Set task: Transcribe each of the rows below exactly as it appears, and omit the pictures from your transcription.

-- begin Material to process --

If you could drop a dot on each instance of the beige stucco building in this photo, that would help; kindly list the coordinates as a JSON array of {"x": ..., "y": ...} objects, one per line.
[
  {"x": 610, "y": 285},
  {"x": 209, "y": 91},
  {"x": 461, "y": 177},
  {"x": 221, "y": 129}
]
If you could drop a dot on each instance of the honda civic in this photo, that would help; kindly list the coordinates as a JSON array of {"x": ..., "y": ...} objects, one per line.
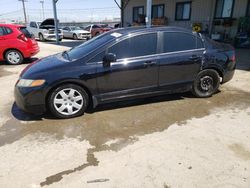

-- end Material to process --

Answer to the exercise:
If you could drop a dot on each instance of the beige stucco building in this photo, that would help; kindly list the coordinates as a JSON array of {"x": ..., "y": ...} objects, one per line.
[
  {"x": 610, "y": 285},
  {"x": 209, "y": 91},
  {"x": 461, "y": 177},
  {"x": 221, "y": 129}
]
If you could drop a dot on each instance of the honda civic in this photo, that would help; kindly list the coordinates as a JSON array of {"x": ..., "y": ...} objects, one per line.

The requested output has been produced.